§ **Kısa görev**
Aşağıdaki kayıtlarda "gripping" sözcüğünü içeren satırların hepsini göster.

§ **Veri kesiti**
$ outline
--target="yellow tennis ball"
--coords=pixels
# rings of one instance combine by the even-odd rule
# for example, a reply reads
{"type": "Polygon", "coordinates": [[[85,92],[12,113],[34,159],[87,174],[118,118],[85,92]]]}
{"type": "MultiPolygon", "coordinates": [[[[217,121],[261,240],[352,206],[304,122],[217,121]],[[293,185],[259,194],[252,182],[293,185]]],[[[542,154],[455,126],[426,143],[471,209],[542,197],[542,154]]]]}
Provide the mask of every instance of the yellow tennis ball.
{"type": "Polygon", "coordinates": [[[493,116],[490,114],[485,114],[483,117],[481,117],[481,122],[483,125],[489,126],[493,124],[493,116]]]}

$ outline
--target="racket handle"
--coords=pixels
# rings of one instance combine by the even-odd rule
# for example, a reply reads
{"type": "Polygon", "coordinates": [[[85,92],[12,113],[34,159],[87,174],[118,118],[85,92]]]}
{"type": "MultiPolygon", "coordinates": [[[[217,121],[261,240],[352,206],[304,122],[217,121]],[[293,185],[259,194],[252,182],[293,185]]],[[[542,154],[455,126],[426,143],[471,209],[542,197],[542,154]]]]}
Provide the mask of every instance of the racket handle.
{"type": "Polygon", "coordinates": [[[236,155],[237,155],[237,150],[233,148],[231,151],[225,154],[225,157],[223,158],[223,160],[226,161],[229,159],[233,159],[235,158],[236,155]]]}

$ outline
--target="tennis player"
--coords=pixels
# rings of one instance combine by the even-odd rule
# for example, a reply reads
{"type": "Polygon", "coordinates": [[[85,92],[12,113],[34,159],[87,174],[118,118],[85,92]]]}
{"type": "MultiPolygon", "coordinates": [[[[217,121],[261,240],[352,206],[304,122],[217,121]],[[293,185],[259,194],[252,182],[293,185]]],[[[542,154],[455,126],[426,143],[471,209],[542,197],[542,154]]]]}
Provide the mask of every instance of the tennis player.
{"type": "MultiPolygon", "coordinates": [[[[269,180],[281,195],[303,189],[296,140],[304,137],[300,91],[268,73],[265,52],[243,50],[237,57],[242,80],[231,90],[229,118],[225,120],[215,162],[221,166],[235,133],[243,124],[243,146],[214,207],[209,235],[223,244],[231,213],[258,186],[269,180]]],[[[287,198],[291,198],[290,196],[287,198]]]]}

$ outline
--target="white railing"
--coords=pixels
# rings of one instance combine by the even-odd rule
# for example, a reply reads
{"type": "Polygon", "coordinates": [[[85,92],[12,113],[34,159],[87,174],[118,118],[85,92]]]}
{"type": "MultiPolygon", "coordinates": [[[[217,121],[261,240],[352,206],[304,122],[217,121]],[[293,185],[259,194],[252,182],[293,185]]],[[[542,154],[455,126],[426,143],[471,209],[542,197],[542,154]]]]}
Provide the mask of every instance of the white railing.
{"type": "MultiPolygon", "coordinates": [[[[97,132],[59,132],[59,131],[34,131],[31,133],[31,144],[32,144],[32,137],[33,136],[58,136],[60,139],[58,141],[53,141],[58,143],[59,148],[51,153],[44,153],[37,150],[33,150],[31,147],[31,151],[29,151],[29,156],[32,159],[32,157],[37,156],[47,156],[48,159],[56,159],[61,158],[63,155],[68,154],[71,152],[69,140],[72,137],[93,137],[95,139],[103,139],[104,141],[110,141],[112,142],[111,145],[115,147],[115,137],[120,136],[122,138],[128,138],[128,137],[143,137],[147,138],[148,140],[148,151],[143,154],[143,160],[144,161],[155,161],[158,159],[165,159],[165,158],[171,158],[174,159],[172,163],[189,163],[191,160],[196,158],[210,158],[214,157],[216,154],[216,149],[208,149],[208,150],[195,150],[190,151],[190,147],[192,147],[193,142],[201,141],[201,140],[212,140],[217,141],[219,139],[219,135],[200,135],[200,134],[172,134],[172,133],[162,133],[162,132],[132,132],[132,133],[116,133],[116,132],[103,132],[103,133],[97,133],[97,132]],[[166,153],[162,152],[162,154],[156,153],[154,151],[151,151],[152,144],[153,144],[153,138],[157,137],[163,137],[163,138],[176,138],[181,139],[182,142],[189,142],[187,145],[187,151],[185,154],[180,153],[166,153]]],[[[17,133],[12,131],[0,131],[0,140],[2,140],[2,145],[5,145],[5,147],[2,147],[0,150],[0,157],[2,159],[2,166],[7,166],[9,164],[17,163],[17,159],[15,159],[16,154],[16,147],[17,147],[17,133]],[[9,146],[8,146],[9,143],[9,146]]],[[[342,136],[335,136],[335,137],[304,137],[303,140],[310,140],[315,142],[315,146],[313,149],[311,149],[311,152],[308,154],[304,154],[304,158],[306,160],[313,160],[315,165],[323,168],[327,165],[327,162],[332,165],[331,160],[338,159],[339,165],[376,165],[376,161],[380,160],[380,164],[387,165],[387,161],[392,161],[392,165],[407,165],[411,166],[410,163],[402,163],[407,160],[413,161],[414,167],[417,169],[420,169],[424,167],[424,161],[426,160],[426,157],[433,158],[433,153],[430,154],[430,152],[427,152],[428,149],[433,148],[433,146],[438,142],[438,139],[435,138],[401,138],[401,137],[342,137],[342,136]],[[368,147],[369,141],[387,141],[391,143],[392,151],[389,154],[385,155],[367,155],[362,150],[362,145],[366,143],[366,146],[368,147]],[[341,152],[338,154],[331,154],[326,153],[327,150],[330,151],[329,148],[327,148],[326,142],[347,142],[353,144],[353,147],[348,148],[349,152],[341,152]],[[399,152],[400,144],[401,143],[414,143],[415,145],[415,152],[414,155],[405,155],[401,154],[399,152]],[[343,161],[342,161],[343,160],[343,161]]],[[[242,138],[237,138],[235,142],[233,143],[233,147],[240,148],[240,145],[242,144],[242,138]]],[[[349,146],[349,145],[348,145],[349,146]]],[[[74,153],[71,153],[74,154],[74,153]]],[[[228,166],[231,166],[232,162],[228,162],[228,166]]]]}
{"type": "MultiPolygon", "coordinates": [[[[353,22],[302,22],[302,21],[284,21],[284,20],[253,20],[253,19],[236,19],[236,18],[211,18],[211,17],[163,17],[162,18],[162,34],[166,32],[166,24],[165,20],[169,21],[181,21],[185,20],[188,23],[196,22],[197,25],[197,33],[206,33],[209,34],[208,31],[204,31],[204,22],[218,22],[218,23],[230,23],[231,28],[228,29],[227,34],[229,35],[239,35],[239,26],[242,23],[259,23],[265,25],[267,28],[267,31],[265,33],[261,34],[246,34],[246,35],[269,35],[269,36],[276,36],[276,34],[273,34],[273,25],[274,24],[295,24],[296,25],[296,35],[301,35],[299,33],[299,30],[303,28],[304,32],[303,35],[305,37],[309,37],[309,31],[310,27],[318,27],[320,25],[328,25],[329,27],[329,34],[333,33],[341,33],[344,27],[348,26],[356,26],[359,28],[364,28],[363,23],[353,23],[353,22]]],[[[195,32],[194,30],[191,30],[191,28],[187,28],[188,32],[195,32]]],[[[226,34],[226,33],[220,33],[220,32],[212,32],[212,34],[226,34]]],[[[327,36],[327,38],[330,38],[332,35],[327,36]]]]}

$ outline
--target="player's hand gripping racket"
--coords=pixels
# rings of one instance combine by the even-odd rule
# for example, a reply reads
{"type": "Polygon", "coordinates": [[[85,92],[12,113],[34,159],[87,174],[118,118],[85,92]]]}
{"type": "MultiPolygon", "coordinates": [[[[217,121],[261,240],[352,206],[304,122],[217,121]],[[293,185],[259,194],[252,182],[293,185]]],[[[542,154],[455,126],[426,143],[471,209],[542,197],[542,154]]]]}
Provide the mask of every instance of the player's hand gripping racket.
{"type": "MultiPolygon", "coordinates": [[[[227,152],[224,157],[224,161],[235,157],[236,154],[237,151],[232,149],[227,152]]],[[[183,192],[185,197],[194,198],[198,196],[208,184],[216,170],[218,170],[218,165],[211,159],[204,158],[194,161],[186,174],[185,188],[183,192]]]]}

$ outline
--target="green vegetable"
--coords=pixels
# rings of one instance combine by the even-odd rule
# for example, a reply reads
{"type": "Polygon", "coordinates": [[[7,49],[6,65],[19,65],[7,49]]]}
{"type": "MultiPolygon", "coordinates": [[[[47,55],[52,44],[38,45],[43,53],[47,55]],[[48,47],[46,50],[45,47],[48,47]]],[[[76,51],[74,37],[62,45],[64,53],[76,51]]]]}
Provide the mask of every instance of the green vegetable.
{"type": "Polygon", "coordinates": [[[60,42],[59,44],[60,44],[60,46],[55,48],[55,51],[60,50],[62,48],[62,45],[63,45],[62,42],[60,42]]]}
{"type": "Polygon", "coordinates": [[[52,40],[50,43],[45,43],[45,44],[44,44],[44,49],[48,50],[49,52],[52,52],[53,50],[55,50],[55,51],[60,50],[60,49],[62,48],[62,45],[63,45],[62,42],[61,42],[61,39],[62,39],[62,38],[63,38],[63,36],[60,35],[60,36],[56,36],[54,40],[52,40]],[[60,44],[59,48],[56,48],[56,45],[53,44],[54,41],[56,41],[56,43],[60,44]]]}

§ **Görevin çözümü**
--target="player's hand gripping racket"
Provide the mask of every instance of the player's hand gripping racket.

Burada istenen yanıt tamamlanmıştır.